◆ **RECORDS**:
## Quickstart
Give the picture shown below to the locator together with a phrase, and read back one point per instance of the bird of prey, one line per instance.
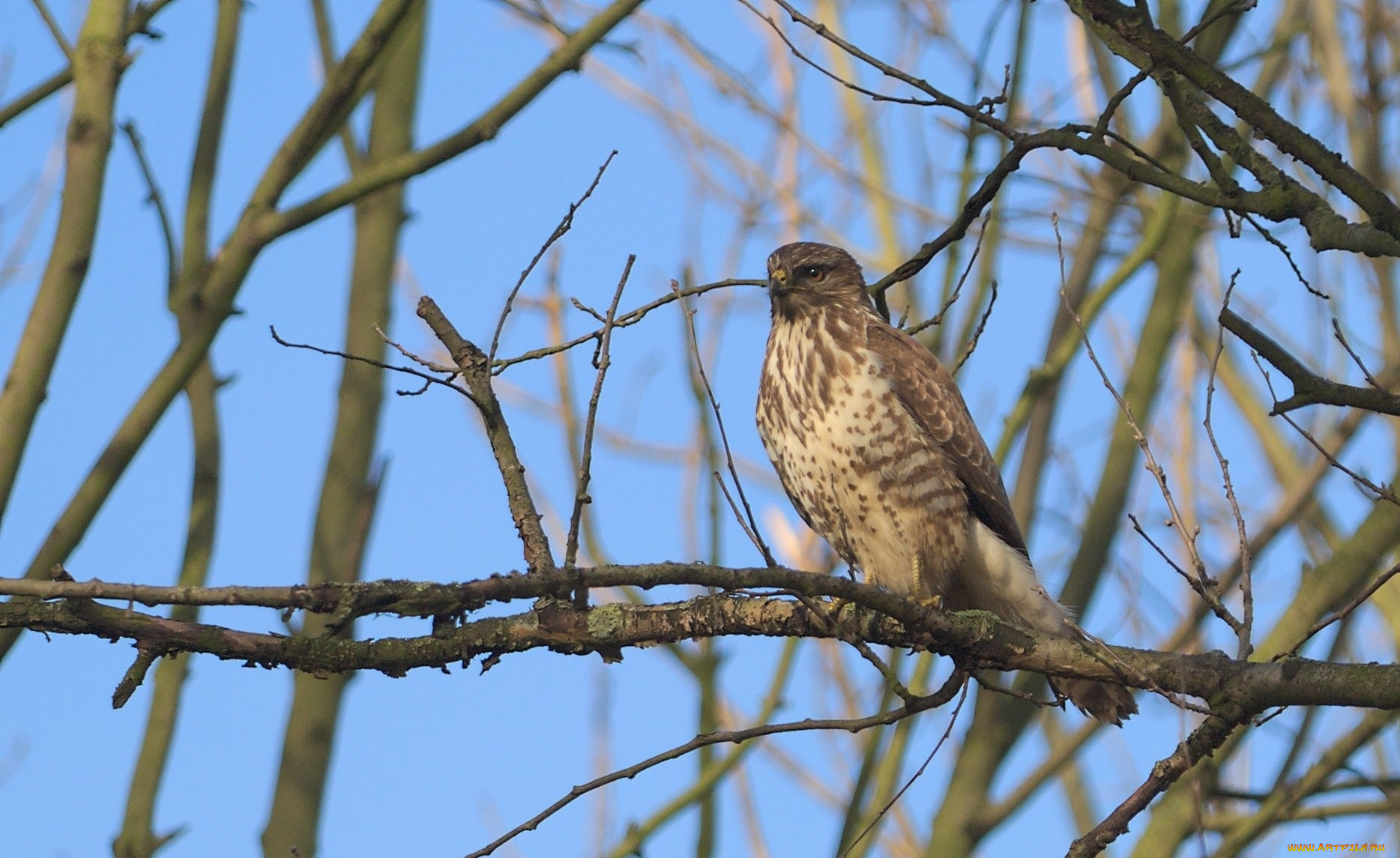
(877, 450)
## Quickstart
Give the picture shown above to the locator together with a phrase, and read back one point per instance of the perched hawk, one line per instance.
(877, 450)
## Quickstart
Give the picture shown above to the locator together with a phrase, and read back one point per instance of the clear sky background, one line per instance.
(437, 764)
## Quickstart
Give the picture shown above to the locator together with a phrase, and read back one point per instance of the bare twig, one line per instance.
(53, 28)
(477, 372)
(157, 201)
(962, 698)
(1381, 492)
(1246, 585)
(851, 725)
(1309, 388)
(1343, 612)
(1200, 581)
(624, 321)
(1342, 338)
(1283, 248)
(953, 298)
(445, 382)
(1203, 741)
(724, 438)
(564, 226)
(601, 360)
(976, 333)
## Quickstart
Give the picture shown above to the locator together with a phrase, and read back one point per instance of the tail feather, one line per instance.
(1106, 703)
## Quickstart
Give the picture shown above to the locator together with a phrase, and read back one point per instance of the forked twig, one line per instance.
(1203, 584)
(426, 377)
(1342, 614)
(564, 226)
(962, 677)
(601, 360)
(851, 725)
(1246, 582)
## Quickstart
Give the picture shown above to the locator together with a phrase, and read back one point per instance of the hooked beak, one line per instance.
(779, 283)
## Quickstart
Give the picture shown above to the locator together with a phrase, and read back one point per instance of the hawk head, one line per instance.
(806, 276)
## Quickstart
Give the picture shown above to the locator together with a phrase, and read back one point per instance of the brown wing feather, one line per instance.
(932, 396)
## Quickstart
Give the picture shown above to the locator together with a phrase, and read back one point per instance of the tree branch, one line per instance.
(1309, 388)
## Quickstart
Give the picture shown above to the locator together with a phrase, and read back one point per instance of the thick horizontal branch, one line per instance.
(976, 640)
(1309, 388)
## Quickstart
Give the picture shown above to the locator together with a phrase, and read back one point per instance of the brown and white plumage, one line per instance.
(874, 444)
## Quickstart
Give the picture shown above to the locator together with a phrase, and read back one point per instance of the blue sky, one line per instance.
(435, 764)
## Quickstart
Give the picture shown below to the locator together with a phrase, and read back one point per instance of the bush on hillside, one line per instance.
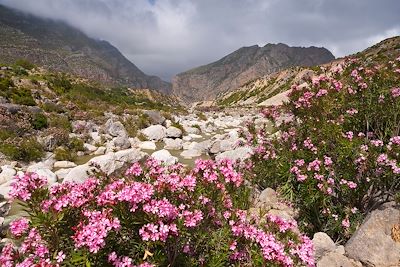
(336, 151)
(152, 216)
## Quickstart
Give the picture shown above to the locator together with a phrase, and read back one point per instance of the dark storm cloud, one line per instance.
(164, 37)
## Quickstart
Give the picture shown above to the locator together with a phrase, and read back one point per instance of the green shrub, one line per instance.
(337, 156)
(62, 153)
(22, 96)
(39, 121)
(60, 121)
(76, 144)
(24, 149)
(24, 64)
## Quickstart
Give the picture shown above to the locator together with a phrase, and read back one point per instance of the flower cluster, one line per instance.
(154, 210)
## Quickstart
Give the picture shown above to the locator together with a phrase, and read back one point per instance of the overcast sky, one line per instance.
(165, 37)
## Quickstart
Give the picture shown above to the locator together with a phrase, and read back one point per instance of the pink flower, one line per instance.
(60, 256)
(19, 227)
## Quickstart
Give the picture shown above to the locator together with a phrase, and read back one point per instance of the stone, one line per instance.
(43, 172)
(191, 153)
(155, 132)
(174, 132)
(155, 116)
(372, 243)
(267, 197)
(334, 259)
(64, 164)
(7, 174)
(215, 147)
(191, 130)
(122, 142)
(323, 244)
(165, 157)
(100, 151)
(203, 146)
(240, 153)
(89, 147)
(78, 174)
(115, 128)
(173, 144)
(148, 145)
(62, 173)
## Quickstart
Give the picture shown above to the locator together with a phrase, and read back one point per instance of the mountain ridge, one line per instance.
(60, 47)
(247, 63)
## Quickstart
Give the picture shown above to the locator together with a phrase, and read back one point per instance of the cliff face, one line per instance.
(60, 47)
(241, 66)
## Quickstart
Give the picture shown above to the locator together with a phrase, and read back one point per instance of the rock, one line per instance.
(372, 244)
(96, 137)
(203, 146)
(154, 132)
(191, 130)
(64, 164)
(43, 172)
(215, 147)
(111, 162)
(78, 174)
(122, 142)
(191, 153)
(174, 132)
(62, 173)
(195, 136)
(155, 116)
(115, 128)
(240, 153)
(334, 259)
(100, 151)
(7, 174)
(173, 144)
(323, 244)
(187, 138)
(89, 147)
(165, 157)
(149, 145)
(267, 197)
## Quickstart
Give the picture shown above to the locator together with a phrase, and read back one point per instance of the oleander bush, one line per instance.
(336, 150)
(153, 215)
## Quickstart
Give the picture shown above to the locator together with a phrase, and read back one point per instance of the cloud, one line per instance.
(164, 37)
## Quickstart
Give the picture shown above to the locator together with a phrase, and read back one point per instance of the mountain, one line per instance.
(272, 89)
(241, 66)
(60, 47)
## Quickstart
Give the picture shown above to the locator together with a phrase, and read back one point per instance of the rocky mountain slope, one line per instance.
(59, 47)
(241, 66)
(272, 89)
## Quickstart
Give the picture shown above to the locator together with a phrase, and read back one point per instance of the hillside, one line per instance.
(60, 47)
(241, 66)
(272, 89)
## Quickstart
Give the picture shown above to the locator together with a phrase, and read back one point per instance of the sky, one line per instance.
(165, 37)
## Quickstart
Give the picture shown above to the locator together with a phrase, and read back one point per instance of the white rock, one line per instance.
(195, 136)
(62, 173)
(191, 153)
(173, 132)
(154, 132)
(240, 153)
(89, 147)
(7, 173)
(187, 138)
(173, 144)
(165, 157)
(64, 164)
(100, 151)
(148, 145)
(43, 172)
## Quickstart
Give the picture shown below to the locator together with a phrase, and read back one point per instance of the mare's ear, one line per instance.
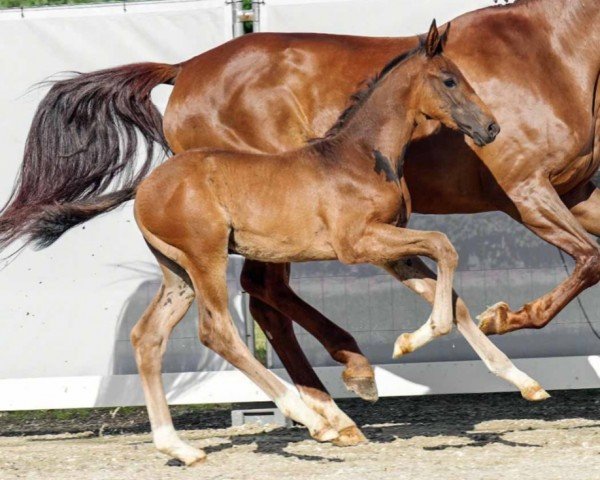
(433, 43)
(445, 37)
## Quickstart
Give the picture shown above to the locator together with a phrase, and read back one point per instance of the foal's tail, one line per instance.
(80, 155)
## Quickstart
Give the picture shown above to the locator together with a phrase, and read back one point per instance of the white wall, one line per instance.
(380, 18)
(67, 310)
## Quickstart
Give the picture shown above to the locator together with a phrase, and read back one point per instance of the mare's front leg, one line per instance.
(543, 212)
(381, 244)
(417, 276)
(280, 331)
(584, 204)
(269, 283)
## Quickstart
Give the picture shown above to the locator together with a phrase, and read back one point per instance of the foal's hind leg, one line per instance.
(269, 282)
(207, 269)
(413, 273)
(149, 338)
(281, 334)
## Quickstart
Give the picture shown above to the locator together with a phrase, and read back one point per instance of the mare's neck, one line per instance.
(574, 27)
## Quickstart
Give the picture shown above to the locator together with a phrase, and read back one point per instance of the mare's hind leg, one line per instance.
(548, 217)
(269, 283)
(417, 276)
(280, 332)
(207, 266)
(149, 338)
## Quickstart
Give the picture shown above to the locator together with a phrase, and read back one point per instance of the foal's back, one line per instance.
(279, 200)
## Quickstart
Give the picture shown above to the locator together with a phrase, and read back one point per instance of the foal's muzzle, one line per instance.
(481, 135)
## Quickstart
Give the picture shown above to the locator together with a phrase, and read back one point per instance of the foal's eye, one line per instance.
(450, 82)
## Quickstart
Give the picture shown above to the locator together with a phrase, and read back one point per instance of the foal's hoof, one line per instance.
(349, 437)
(327, 434)
(364, 387)
(403, 345)
(535, 393)
(493, 320)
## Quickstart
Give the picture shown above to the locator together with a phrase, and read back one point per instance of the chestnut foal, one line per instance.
(341, 197)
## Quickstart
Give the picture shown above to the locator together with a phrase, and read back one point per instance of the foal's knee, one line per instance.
(589, 266)
(444, 250)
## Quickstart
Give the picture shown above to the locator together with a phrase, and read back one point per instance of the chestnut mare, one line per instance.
(535, 63)
(340, 197)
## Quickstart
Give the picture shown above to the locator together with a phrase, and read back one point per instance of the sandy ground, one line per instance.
(481, 437)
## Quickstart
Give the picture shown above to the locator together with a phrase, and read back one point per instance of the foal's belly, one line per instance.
(277, 246)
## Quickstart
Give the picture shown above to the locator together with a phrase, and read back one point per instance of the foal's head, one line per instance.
(443, 93)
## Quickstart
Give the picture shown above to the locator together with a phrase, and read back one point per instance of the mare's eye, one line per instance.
(450, 82)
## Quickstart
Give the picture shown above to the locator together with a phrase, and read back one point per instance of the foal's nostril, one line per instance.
(493, 130)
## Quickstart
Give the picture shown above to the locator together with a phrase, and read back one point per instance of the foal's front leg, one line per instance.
(381, 244)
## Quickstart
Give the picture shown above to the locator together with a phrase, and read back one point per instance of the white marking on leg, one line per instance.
(292, 406)
(167, 441)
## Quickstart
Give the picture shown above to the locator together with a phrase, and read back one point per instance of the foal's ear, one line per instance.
(433, 43)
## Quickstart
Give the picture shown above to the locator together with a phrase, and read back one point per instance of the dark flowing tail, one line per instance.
(80, 155)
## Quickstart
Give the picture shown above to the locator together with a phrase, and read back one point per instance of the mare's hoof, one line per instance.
(403, 345)
(349, 437)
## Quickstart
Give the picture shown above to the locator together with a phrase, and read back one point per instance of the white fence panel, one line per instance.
(67, 311)
(377, 18)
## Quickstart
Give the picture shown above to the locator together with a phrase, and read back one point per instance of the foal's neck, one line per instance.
(384, 123)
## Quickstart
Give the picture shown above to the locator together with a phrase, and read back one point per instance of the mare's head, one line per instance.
(442, 93)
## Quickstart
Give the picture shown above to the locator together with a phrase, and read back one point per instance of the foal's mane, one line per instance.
(358, 98)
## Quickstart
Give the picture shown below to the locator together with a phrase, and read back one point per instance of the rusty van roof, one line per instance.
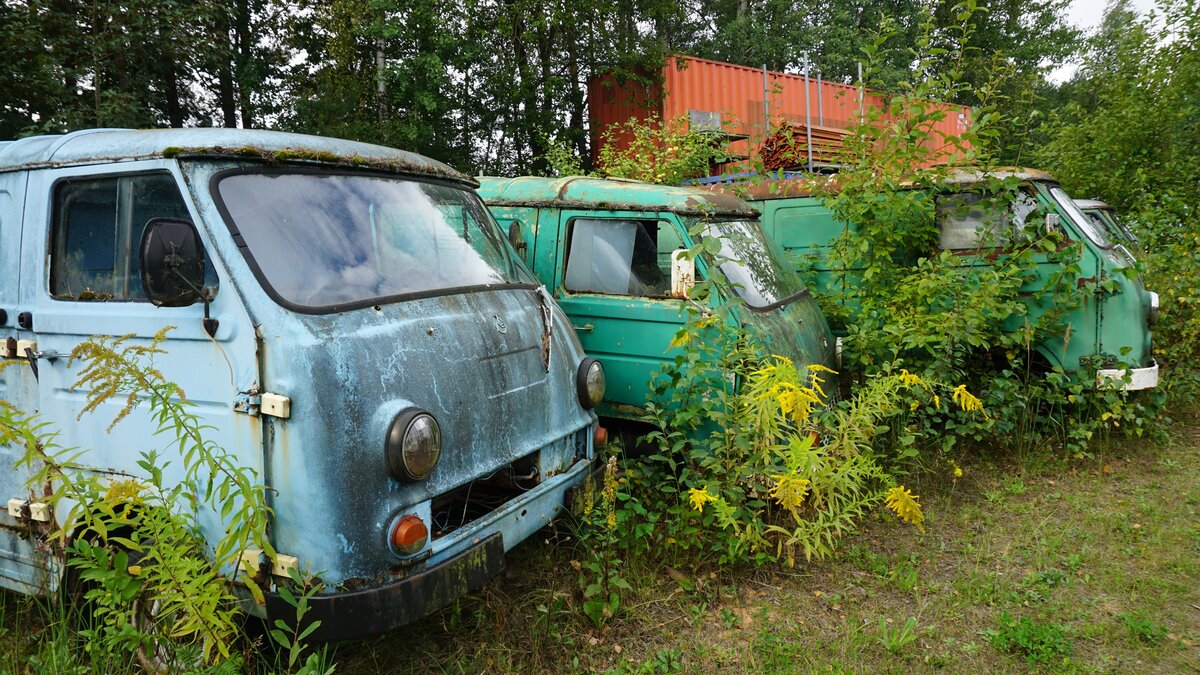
(114, 145)
(581, 192)
(808, 186)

◆ **WHAT THIS TASK INVOLVES**:
Copy the records from the start through the line containing "(1106, 703)", putting "pointer" in place of "locator" and changing nothing else. Omit the pictures.

◆ **SOLUTION TO THIS EXERCISE**:
## Quickstart
Give the picture shown below to the pointer together with a phrase, and read back one point per instance of the bird of prey, one line per instance.
(877, 450)
## Quickstart
Give the picture shown above to the pointer together with a phrase, and read back one point per instance of the perched hawk, one line per instance.
(877, 450)
## Quickstart
Give the picture shown above to the pointer together with a phrase, and read back one point per instance of the clear sky background, one line per instance.
(437, 764)
## Quickstart
Give the picture shown above to the pointer together with a phrase, and read back one point per instance of the bare twig, one line per instance.
(53, 28)
(477, 372)
(157, 201)
(962, 698)
(1381, 492)
(1246, 585)
(851, 725)
(1309, 388)
(1343, 612)
(1200, 581)
(624, 321)
(1342, 338)
(1283, 248)
(953, 298)
(445, 382)
(1203, 741)
(724, 438)
(564, 226)
(601, 360)
(976, 333)
## Quickstart
Give the picture shown above to the pointer together with a phrase, and read back one point per instance of the tail feather, one line per instance.
(1106, 703)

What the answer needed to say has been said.